Would you print out all of the data exactly and keep the pictures out of it?

(Natural language region descriptions)
------------------------------------------------

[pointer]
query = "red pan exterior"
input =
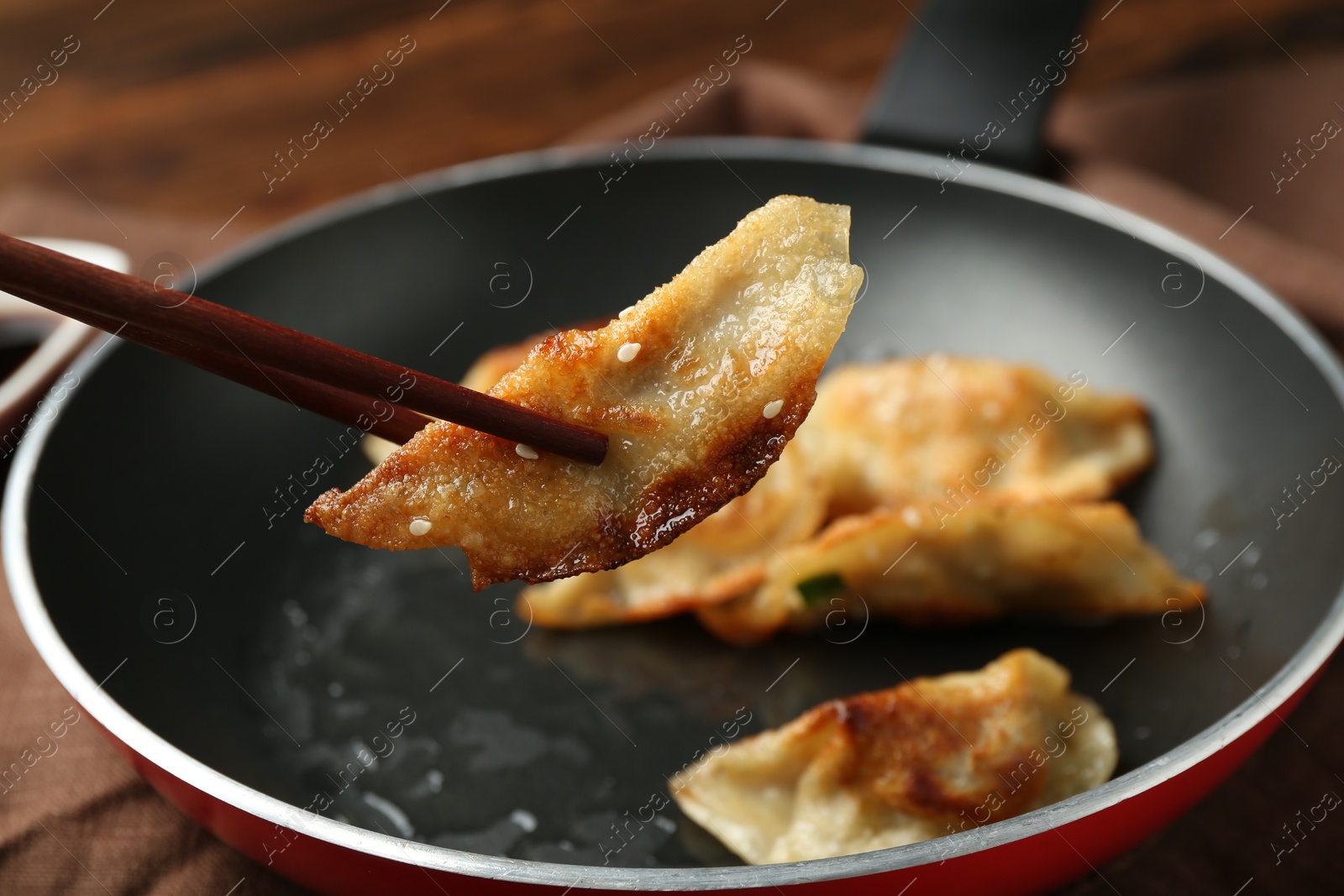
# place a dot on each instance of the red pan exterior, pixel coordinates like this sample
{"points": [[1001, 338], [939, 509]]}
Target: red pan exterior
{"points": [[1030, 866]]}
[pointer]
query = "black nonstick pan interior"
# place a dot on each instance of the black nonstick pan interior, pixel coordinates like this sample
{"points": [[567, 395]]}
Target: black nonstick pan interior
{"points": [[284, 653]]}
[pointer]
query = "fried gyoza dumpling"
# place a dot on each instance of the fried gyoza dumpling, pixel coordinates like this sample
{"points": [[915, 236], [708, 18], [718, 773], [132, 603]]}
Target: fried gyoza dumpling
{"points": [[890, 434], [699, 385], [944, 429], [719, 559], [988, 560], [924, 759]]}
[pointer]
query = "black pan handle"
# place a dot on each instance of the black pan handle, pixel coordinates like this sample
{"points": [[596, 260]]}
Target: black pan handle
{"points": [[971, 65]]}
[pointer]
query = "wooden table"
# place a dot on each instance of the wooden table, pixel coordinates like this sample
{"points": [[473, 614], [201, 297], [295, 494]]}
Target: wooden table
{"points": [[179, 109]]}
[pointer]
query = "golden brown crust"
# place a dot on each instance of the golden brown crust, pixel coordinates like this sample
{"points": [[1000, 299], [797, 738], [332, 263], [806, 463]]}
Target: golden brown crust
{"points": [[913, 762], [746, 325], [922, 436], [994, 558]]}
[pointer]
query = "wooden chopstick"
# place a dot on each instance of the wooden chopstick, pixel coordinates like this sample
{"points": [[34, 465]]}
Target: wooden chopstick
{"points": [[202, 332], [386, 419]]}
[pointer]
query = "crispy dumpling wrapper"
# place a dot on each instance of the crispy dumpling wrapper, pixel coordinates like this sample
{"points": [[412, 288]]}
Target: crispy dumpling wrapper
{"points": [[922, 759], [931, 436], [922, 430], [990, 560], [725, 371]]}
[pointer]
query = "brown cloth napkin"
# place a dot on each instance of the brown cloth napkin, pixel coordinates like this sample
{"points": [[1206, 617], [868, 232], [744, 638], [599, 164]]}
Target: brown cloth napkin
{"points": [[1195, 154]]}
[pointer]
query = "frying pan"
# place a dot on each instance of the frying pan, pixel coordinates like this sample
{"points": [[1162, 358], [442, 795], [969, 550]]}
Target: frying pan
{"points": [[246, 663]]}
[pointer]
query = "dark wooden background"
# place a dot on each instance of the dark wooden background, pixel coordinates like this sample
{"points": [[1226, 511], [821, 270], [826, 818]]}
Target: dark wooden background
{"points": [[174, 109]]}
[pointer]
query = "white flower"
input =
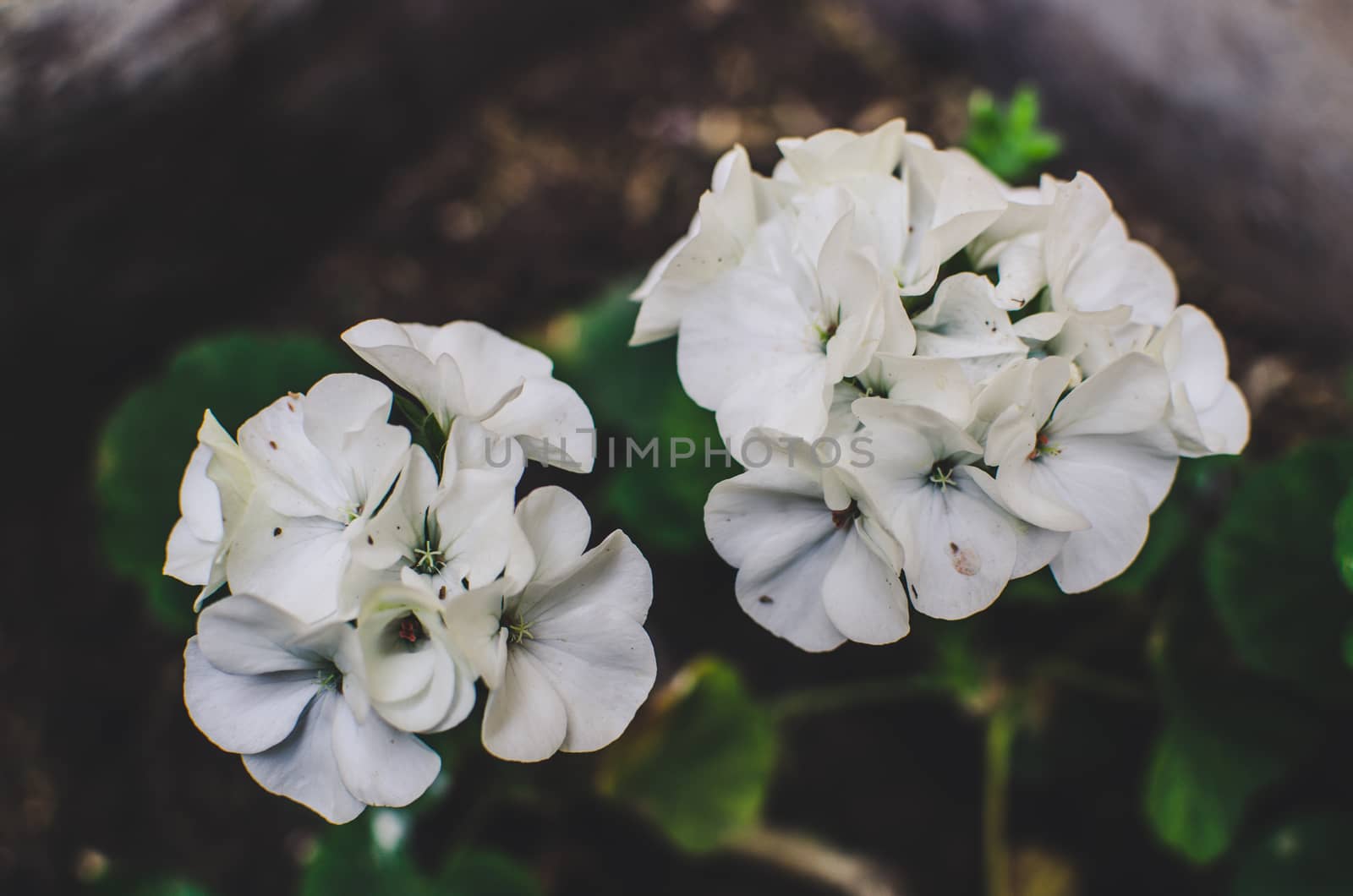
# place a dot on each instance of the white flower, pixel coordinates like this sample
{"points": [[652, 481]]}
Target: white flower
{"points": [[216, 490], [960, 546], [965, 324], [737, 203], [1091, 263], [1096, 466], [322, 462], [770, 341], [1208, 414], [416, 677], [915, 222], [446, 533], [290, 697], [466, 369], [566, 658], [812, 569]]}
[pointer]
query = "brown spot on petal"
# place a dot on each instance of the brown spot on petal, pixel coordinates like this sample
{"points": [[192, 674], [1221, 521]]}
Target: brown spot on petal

------------------------------------------------

EXERCISE ANSWER
[pointer]
query = "red pan exterior"
input =
# place a dot on each instance of the red pan exterior, pixel coordinates like this sample
{"points": [[1001, 338], [939, 509]]}
Target: red pan exterior
{"points": [[1030, 866]]}
[pointer]
query = "black nonstick pan interior"
# place a dot on each instance of the black nonstick pan interior, pixel coordinates like this sample
{"points": [[567, 395]]}
Target: black nonstick pan interior
{"points": [[284, 653]]}
[pointer]
query = "fried gyoza dumpling"
# place a dot on each instance of the fried gyoza dumpling, pixel coordinates like this sample
{"points": [[915, 236], [708, 18], [718, 773], [132, 603]]}
Target: fried gyoza dumpling
{"points": [[890, 434], [699, 385], [944, 429], [719, 559], [988, 560], [924, 759]]}
[pointer]
query = "black pan handle"
# place a dot on each instance of the black pan handle, pixel coordinates like this sample
{"points": [[596, 260]]}
Target: black pan handle
{"points": [[971, 65]]}
[pointer]
query = "wooden table"
# place a dot on each instance of the wooden table, pixel coordinates like this sample
{"points": [[473, 614], [201, 297], [295, 494]]}
Target: wooden table
{"points": [[179, 109]]}
[pointer]
query = "golden brown crust"
# place a dot on each instance of the golden brown crust, pixel coordinates like this sample
{"points": [[1000, 299], [797, 738], [332, 263], [806, 463]]}
Target: golden brown crust
{"points": [[913, 762], [746, 325], [922, 436], [994, 558]]}
[pointer]
query = "wooden chopstick"
# place a dot on each instance of the wooden chopstick, pixel coordinates like this sample
{"points": [[34, 465]]}
Target: wooden chopstick
{"points": [[202, 332], [386, 419]]}
[pointer]
query = "crispy dumpling wrapper"
# place a dot on each instance of the crispy dumpling wrapper, pixel coordinates like this sample
{"points": [[412, 288]]}
Target: crispy dumpling wrapper
{"points": [[922, 759], [931, 436], [922, 430], [990, 560], [725, 371]]}
[pointer]
query = "brown cloth napkin"
# place a dot on each instance of the brown cloth napkin, pixel coordinates like this sample
{"points": [[1206, 617], [868, 232], [744, 638], [599, 164]]}
Target: brown cloth napkin
{"points": [[1195, 154]]}
[pointer]
query = "frying pan"
# place a dot on each instance of the frying pan, pixel coordinates like this sample
{"points": [[1162, 358], [442, 795], [969, 550]]}
Target: frying pan
{"points": [[246, 663]]}
[pointer]
query = "dark wooden background"
# place a dot on each instance of the dark wooden background, pixel coordinates like this sample
{"points": [[1226, 511], [821, 270], [826, 818]]}
Target: dark wooden background
{"points": [[174, 109]]}
[pointer]
query = "white flower"
input =
# place a dot on each instance of the white flower, pixel coordinates like this sample
{"points": [[652, 481]]}
Target: white flower
{"points": [[216, 490], [960, 546], [965, 324], [737, 203], [1091, 263], [1096, 466], [322, 462], [770, 341], [1208, 414], [416, 677], [915, 222], [446, 533], [290, 697], [466, 369], [566, 658], [812, 569]]}
[pointer]
query = "brown spot on petal"
# place a dot on each instance of the brown spot on petal, pixel coordinates like this sample
{"points": [[192, 674], [1221, 521]]}
Target: brown spot on petal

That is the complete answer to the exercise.